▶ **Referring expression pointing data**
■ ■ ■ ■ ■ ■ ■
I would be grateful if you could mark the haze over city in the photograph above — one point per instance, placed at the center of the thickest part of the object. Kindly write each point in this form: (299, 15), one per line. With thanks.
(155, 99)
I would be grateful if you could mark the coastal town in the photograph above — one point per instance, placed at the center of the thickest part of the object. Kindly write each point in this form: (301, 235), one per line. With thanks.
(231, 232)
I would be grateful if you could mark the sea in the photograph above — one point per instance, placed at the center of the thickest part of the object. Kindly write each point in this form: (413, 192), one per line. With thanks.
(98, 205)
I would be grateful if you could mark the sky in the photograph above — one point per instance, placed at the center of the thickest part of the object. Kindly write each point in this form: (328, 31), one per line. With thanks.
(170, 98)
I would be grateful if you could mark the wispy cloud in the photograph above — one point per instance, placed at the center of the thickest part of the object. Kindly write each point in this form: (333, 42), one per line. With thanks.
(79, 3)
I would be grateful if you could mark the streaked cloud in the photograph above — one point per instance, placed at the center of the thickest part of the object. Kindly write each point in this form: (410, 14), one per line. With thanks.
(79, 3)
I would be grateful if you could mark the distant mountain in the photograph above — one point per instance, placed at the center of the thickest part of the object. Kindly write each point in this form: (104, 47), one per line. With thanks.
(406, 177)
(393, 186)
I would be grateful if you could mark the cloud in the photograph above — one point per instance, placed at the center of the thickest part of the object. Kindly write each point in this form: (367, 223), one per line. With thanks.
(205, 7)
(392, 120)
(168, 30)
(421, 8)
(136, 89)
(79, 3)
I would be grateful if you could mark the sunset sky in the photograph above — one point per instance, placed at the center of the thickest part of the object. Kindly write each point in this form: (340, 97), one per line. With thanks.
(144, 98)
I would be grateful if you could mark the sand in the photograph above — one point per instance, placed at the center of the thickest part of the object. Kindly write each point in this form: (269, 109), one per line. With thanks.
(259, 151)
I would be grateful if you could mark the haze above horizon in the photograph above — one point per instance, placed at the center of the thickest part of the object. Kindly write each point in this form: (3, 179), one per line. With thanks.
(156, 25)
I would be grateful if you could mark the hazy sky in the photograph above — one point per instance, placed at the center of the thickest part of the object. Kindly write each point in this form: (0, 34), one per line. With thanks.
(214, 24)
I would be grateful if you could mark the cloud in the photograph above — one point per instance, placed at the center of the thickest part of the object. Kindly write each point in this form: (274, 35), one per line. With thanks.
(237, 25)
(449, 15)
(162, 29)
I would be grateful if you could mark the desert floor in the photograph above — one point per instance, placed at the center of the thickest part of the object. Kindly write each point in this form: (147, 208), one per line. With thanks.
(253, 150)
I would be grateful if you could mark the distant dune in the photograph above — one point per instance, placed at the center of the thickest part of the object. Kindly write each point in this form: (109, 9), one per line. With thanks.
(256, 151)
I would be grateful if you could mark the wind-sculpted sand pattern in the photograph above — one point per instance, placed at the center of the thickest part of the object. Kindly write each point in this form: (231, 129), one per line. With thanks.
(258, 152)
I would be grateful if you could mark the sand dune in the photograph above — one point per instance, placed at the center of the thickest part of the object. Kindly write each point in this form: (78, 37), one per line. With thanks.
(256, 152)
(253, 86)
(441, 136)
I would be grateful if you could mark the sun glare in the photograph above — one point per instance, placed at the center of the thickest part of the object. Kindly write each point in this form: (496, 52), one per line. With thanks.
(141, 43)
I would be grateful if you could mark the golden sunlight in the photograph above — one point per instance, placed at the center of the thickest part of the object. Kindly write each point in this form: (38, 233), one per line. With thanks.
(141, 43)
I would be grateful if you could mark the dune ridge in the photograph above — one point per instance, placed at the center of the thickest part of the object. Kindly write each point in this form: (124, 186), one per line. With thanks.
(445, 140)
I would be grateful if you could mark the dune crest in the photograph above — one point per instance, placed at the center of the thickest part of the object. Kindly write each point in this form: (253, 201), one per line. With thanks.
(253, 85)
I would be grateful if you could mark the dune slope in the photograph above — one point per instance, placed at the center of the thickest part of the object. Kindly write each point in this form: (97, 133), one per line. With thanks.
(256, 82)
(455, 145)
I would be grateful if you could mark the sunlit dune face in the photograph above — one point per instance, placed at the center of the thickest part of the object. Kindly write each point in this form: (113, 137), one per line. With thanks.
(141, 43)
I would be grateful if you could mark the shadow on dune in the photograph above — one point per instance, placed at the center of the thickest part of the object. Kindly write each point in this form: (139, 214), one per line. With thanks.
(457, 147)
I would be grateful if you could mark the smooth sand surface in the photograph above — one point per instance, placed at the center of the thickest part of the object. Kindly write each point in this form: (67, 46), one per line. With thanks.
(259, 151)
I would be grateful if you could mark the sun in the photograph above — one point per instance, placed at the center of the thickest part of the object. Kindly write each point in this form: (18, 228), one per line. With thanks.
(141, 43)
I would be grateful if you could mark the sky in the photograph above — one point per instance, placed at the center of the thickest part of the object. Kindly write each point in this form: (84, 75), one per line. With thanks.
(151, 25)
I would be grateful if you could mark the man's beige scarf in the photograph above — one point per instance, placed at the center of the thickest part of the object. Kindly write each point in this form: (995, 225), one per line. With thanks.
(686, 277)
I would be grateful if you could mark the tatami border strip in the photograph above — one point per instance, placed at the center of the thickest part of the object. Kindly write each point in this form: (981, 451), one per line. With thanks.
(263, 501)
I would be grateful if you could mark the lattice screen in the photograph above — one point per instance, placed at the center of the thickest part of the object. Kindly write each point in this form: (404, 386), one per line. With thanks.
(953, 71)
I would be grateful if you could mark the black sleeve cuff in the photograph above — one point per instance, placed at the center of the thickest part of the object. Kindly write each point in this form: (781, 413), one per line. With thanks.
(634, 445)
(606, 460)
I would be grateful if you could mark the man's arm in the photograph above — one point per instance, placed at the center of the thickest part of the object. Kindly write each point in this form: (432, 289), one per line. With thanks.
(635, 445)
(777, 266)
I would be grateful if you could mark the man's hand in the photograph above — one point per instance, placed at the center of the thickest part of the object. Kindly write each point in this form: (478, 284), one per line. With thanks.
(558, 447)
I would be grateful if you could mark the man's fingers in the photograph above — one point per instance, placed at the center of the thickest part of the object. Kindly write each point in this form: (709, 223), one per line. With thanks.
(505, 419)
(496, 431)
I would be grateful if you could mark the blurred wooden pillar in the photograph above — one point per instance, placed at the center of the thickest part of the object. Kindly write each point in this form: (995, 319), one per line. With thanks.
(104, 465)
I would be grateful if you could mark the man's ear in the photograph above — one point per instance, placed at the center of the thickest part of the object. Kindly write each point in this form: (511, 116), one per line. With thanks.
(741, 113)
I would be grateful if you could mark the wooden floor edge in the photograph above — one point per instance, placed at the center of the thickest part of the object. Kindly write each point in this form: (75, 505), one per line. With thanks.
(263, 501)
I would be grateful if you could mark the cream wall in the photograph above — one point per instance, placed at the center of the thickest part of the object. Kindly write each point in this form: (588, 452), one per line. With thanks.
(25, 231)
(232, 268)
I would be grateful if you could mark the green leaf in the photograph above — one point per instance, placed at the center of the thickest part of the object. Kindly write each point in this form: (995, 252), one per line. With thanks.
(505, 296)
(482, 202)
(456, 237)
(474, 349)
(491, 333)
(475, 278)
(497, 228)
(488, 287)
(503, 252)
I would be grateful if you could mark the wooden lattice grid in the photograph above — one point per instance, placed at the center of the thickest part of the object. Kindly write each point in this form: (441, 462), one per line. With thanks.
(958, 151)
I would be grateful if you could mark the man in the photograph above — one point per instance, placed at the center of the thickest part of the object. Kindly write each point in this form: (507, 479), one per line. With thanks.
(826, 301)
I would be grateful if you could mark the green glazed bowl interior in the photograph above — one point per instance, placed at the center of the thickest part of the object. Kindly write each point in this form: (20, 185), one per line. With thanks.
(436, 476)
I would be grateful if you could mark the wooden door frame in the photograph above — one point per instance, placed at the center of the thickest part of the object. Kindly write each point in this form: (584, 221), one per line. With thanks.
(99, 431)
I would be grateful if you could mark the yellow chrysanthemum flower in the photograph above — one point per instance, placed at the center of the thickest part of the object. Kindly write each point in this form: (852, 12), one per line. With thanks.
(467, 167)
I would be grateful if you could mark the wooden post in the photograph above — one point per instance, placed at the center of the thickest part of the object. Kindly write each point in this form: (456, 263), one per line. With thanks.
■ ■ ■ ■ ■ ■ ■
▶ **Directions for this task**
Please transcribe exactly the line containing "I would be grateful if you could mark the green glazed" and every line after it through the end of the records, and nothing else.

▶ **Answer space**
I would be grateful if you could mark the green glazed bowl interior in the photograph above — one point per instance, placed at the center of the thickest part of the object. Kindly write each point in this form: (20, 185), one per line. With thanks.
(436, 476)
I would be grateful if you could mark the wooden door frame in the photograph above — one point per instance, placed at the center of the thickest part of the object. Kindly write each point in this form: (584, 221), one per line. With thanks.
(99, 431)
I would be grateful if you could mark the yellow chrysanthemum flower in the photograph above — one point per instance, placed at the center of the thickest part of the object. Kindly write each point in this form: (852, 12), one per line. With thanks.
(467, 167)
I would be grateful if you could mark the wooden post in the photograph above — one point per instance, placed at the center of the thickest part of the object. Kindly write each point in this form: (456, 263), one per line. With thanks.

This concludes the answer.